Please copy out every line of the data below unchanged, except multiply each pixel coordinate in the answers by 1.75 and round it to a whole number, rounding halves up. Leave the pictures out of your reply.

____

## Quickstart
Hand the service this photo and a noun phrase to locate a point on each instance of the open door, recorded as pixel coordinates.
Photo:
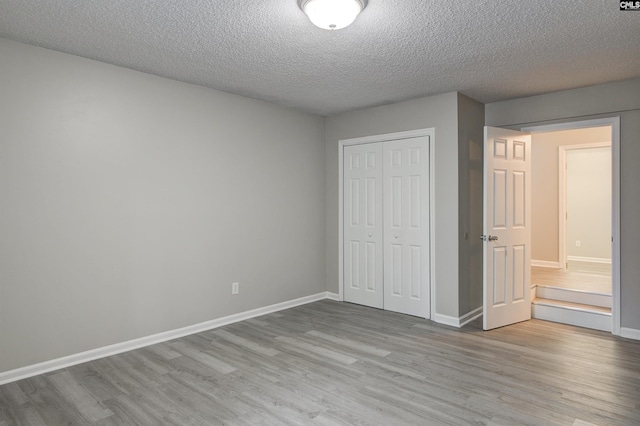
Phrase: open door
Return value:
(507, 227)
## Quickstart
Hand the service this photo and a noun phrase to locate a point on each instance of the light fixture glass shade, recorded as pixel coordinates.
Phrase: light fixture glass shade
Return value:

____

— Answer to the task —
## Quickstart
Hand the service this photo and a noun phrase to locate a point on each instance of the open door, recorded as pixel coordinates.
Photo:
Phrase: open door
Return value:
(887, 397)
## Quickstart
Hand the service this photo and a noun phrase to locate a point on each instance of the light fixture glass shade, recorded as pixel coordinates.
Phrase: light fixture glass shade
Return value:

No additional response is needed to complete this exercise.